Stated exercise: Pick out every line in the rows below that contains the word "mouth", and copy each one in full. Case counts.

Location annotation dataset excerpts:
----------------------------------------

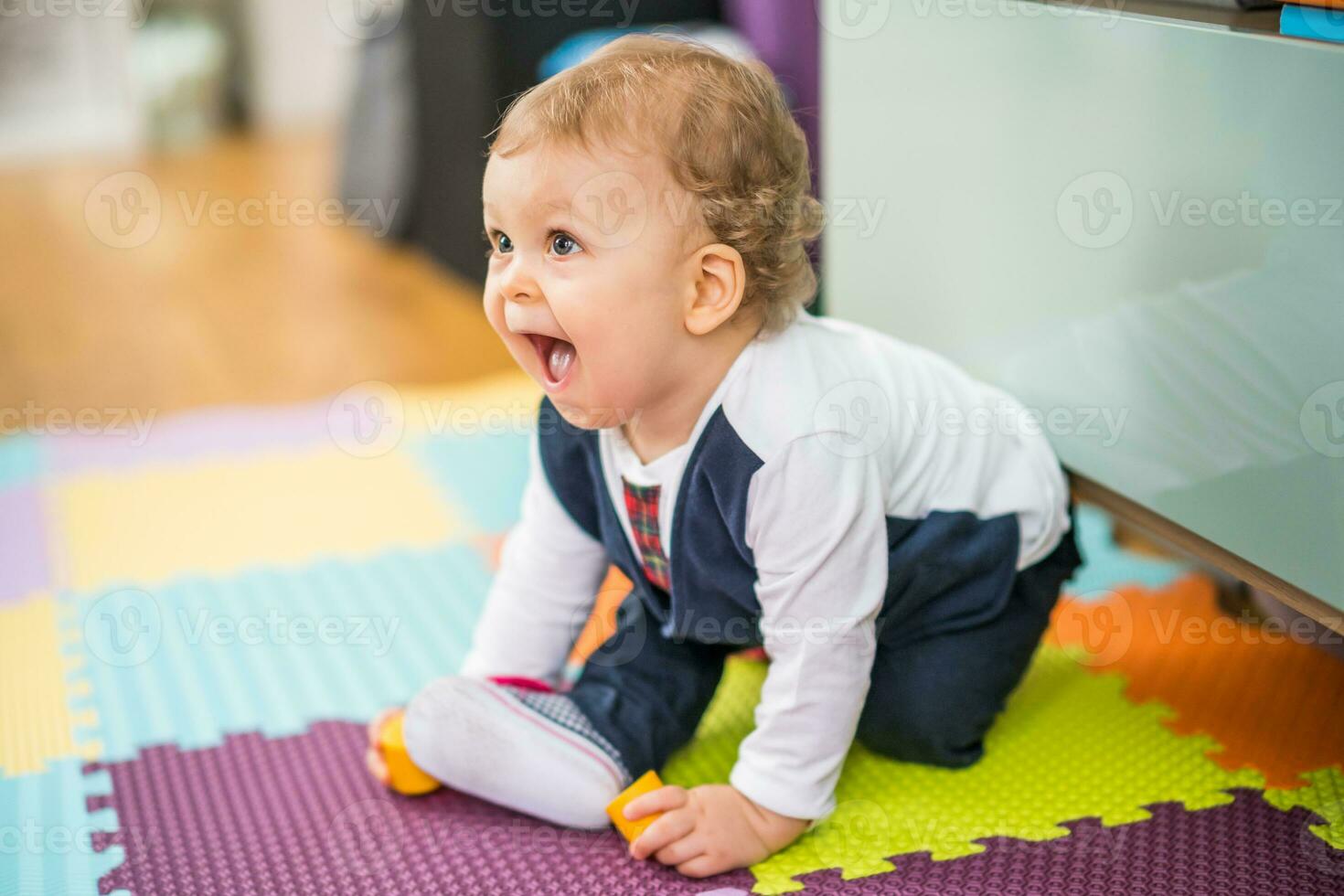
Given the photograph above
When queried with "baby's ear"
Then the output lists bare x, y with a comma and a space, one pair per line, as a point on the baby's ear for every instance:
720, 283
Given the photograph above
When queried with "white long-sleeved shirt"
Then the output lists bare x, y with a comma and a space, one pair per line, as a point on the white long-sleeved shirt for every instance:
821, 450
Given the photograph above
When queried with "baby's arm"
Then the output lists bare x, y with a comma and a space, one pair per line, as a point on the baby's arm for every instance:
817, 531
549, 571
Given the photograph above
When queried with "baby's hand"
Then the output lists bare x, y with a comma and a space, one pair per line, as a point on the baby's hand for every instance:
709, 829
374, 752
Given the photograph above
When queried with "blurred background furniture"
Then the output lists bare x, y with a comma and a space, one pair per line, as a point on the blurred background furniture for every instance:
1171, 255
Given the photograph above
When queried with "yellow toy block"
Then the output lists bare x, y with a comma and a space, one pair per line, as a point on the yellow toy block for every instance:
406, 776
646, 784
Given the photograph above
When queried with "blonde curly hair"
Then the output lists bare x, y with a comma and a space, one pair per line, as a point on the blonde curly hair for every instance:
728, 136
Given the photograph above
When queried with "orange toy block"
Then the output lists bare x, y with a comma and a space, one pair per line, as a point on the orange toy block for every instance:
406, 776
646, 784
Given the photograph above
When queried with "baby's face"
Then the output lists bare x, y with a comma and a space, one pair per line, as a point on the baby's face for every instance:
591, 275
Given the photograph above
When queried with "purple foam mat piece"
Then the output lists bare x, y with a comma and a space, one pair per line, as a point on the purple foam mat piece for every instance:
187, 435
25, 567
1246, 848
297, 816
300, 816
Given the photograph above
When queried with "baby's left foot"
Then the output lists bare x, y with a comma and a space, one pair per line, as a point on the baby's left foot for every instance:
517, 747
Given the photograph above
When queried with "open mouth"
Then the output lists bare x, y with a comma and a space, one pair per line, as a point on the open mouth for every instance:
557, 357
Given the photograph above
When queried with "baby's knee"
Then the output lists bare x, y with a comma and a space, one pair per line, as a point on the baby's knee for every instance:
933, 736
432, 706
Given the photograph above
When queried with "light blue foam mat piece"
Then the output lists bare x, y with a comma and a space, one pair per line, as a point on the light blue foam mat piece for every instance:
480, 475
273, 650
48, 832
1106, 566
20, 460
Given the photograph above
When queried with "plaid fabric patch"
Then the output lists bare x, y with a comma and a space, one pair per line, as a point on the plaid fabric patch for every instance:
641, 501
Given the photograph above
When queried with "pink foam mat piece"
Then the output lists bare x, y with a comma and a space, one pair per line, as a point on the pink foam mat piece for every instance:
302, 816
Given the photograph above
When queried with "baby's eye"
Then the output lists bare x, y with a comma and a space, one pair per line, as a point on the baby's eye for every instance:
565, 245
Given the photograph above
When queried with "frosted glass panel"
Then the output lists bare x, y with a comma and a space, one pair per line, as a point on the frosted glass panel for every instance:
1132, 223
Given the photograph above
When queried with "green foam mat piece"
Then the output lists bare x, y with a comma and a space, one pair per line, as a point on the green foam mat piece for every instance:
1324, 795
1067, 746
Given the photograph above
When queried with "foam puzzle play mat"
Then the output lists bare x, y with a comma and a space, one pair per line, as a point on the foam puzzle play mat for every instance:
195, 627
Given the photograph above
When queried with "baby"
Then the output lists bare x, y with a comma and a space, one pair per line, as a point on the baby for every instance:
760, 473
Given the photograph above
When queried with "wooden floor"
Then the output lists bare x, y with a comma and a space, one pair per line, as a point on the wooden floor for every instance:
208, 314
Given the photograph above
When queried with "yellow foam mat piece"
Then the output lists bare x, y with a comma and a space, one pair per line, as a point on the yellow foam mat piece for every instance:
1069, 746
37, 720
1324, 795
503, 402
148, 526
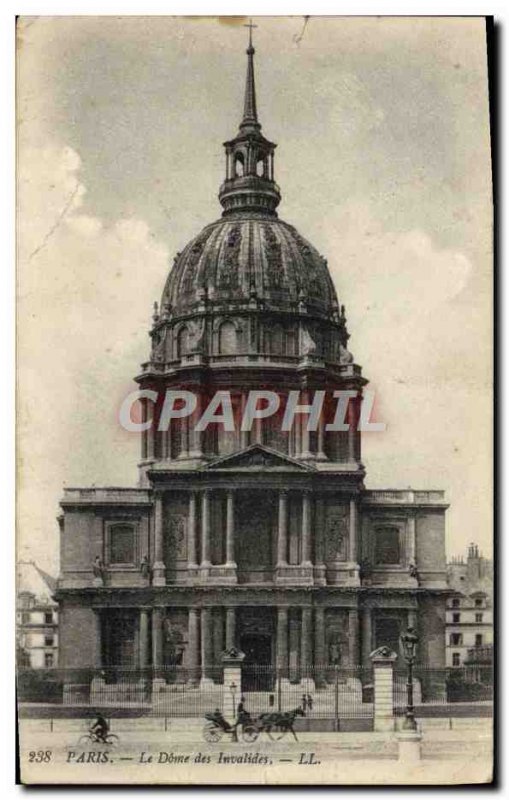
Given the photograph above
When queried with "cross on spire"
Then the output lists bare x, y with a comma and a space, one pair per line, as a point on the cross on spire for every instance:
250, 117
250, 25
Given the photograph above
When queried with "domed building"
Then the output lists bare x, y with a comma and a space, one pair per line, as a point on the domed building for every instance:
263, 539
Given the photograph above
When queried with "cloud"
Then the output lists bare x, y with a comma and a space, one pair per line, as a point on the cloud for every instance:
80, 337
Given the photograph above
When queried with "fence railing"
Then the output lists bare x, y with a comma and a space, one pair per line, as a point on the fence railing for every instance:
323, 691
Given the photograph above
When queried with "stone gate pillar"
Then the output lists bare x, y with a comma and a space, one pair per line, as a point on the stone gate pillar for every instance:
232, 681
383, 679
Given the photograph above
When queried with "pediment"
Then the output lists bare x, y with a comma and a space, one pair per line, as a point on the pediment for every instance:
258, 457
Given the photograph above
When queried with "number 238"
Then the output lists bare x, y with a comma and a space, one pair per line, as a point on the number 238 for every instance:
39, 756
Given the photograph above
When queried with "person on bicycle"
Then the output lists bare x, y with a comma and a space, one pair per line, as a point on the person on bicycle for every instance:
100, 728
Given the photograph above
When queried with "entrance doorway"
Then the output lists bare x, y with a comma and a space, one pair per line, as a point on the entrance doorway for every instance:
257, 670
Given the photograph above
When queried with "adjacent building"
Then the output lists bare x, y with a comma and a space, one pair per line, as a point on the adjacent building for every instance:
36, 617
469, 615
264, 540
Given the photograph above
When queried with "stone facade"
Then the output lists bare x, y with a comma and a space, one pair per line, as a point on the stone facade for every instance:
262, 540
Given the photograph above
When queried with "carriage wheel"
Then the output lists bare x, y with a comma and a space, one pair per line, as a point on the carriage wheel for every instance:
211, 733
276, 732
250, 733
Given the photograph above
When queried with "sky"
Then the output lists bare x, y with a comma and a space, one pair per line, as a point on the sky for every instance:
383, 161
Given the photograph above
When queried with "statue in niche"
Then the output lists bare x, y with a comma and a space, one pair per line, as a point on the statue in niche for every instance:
158, 341
145, 568
196, 330
177, 535
308, 344
173, 643
336, 535
98, 568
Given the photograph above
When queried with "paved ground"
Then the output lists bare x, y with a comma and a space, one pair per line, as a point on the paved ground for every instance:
149, 754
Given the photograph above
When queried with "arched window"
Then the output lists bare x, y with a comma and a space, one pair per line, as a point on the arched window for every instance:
239, 165
291, 342
227, 338
121, 544
387, 550
182, 342
276, 340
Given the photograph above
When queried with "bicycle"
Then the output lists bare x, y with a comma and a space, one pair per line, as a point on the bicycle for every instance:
110, 739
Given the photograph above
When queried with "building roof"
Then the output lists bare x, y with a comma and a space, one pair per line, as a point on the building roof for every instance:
31, 578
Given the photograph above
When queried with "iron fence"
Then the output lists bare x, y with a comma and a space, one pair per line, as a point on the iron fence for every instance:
322, 692
440, 686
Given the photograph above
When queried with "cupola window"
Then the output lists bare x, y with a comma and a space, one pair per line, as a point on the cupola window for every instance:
227, 338
182, 342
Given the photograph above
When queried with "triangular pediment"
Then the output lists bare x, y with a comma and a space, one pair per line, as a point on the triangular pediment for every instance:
258, 457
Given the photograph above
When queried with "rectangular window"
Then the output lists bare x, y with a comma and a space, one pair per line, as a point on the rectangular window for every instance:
122, 545
387, 546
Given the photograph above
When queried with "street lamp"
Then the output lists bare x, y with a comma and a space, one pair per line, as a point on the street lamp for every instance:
233, 687
409, 643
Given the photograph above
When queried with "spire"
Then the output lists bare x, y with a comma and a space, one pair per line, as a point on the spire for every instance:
250, 119
249, 184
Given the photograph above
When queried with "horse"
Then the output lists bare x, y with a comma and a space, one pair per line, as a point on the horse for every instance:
281, 720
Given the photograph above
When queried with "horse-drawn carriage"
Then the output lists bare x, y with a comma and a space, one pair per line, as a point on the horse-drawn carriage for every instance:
276, 724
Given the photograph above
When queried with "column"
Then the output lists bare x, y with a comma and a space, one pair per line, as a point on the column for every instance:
411, 540
321, 439
158, 568
230, 529
143, 638
230, 628
207, 644
383, 703
184, 438
205, 528
282, 533
218, 636
352, 427
306, 529
367, 636
353, 638
193, 630
150, 432
98, 661
157, 637
244, 435
306, 658
282, 641
305, 451
191, 532
319, 531
352, 546
196, 437
320, 657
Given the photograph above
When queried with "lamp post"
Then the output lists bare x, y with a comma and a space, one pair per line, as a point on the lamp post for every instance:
233, 687
409, 642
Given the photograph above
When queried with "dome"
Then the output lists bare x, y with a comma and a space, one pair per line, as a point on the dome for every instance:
250, 255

----------------------------------------

Full output:
When queried with "open mouth"
Then the output lists bare x, y with a comma and a space, one pair per line, as a point on the open mouth for every instance:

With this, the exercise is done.